» Aim
Locate the line containing "point: photographer with", then please write out that line and all the lines below it in the entries exactly.

[Position identification records]
· · · · · · ·
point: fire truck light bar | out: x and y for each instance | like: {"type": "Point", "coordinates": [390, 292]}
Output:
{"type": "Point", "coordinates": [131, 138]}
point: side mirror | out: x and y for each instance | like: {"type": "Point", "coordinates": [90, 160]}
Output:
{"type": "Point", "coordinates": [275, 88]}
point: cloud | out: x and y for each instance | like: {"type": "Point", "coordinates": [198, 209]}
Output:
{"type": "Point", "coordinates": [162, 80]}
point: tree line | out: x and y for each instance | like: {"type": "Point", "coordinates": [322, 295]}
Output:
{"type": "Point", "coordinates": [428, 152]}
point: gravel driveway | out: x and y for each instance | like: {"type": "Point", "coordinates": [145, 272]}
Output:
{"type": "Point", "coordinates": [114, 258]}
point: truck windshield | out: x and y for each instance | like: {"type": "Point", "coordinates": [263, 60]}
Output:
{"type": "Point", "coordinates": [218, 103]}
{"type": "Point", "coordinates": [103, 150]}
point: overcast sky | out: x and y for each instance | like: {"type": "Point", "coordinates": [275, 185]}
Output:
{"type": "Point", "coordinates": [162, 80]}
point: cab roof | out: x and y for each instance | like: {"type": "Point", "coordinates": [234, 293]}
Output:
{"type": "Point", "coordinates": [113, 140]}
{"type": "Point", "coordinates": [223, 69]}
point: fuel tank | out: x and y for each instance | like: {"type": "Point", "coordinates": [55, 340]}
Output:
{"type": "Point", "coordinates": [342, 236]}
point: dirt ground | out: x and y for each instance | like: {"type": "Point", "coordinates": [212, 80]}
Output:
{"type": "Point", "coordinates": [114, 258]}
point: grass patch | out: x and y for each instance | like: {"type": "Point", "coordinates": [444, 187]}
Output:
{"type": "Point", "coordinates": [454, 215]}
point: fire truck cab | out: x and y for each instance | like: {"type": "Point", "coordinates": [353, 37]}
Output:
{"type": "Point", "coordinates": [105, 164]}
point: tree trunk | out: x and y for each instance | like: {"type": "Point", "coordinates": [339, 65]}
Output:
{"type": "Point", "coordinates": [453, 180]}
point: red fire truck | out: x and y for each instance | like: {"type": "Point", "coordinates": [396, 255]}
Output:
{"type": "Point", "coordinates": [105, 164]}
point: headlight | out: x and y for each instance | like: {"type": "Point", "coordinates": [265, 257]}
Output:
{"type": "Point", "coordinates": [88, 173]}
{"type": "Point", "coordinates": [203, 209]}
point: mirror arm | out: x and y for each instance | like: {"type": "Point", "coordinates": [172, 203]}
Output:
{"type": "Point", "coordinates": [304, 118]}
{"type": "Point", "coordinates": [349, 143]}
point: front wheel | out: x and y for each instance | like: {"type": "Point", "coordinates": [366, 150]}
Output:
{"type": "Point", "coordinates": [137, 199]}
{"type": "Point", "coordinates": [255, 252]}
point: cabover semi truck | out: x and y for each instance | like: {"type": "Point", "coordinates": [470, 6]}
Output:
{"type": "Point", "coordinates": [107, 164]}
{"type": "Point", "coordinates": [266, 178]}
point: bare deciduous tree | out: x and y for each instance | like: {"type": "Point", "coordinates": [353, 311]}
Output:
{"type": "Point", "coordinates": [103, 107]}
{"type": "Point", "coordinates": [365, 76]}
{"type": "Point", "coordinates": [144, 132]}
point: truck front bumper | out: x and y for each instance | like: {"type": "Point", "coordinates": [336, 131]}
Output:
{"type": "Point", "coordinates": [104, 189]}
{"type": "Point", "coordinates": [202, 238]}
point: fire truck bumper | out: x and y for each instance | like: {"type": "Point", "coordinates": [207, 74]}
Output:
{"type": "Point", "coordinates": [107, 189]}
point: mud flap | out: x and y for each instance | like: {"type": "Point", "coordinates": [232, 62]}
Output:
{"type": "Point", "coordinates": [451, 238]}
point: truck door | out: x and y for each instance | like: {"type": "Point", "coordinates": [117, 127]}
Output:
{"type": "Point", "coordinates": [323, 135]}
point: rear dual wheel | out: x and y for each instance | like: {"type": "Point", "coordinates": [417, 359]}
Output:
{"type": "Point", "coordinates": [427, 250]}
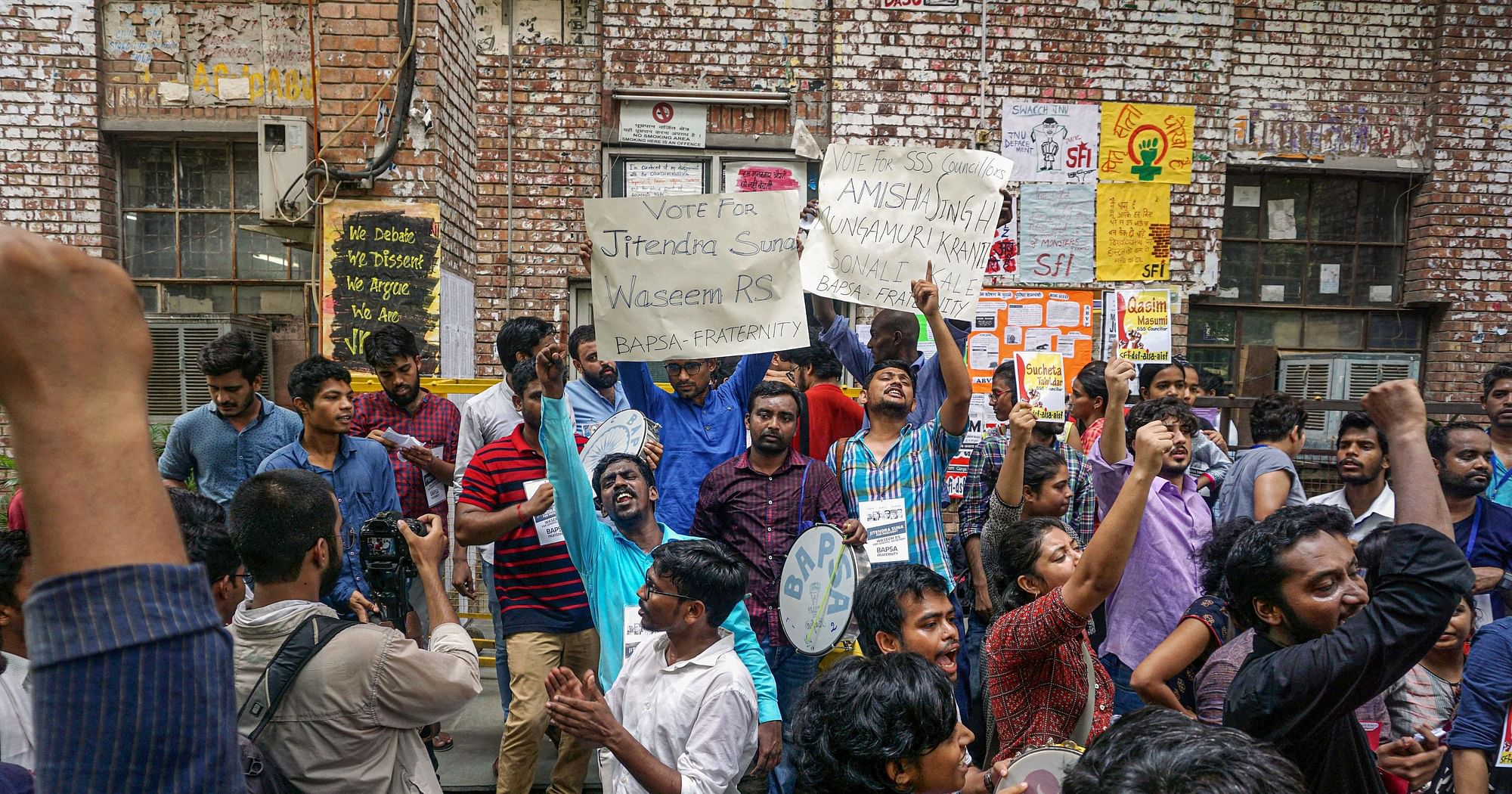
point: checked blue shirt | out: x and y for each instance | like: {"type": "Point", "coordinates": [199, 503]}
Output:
{"type": "Point", "coordinates": [914, 471]}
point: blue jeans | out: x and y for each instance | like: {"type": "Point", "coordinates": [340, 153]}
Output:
{"type": "Point", "coordinates": [501, 656]}
{"type": "Point", "coordinates": [793, 672]}
{"type": "Point", "coordinates": [976, 683]}
{"type": "Point", "coordinates": [1126, 699]}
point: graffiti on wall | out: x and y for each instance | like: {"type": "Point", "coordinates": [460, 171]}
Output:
{"type": "Point", "coordinates": [1284, 131]}
{"type": "Point", "coordinates": [536, 23]}
{"type": "Point", "coordinates": [215, 55]}
{"type": "Point", "coordinates": [132, 31]}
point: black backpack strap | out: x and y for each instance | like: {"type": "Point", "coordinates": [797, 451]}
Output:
{"type": "Point", "coordinates": [299, 650]}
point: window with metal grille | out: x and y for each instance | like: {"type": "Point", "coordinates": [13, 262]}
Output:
{"type": "Point", "coordinates": [184, 205]}
{"type": "Point", "coordinates": [1310, 264]}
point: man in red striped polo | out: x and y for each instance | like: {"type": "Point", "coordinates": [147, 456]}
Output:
{"type": "Point", "coordinates": [506, 500]}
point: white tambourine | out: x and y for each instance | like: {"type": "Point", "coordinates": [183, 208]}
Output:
{"type": "Point", "coordinates": [625, 432]}
{"type": "Point", "coordinates": [1044, 769]}
{"type": "Point", "coordinates": [817, 591]}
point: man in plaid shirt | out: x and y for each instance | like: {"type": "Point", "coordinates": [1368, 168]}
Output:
{"type": "Point", "coordinates": [423, 473]}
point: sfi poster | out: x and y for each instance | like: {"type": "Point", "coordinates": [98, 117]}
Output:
{"type": "Point", "coordinates": [1056, 234]}
{"type": "Point", "coordinates": [1133, 232]}
{"type": "Point", "coordinates": [1147, 143]}
{"type": "Point", "coordinates": [383, 264]}
{"type": "Point", "coordinates": [1052, 141]}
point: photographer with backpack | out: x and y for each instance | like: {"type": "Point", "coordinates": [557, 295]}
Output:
{"type": "Point", "coordinates": [336, 706]}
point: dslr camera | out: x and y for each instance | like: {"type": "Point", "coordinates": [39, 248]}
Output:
{"type": "Point", "coordinates": [388, 565]}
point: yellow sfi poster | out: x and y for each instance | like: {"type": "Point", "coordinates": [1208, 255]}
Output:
{"type": "Point", "coordinates": [1147, 143]}
{"type": "Point", "coordinates": [1133, 232]}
· · · · · · ·
» Result of the exercise
point: photographer with backpack | out: x and y for each instance | like: {"type": "Point", "coordinates": [557, 295]}
Output:
{"type": "Point", "coordinates": [336, 706]}
point: dslr camera | out: x and y for each instance | like: {"type": "Point", "coordinates": [39, 248]}
Output:
{"type": "Point", "coordinates": [388, 565]}
point: yellow sfi poster | out: x and y for each instance | like: {"type": "Point", "coordinates": [1208, 255]}
Output:
{"type": "Point", "coordinates": [1147, 143]}
{"type": "Point", "coordinates": [1133, 232]}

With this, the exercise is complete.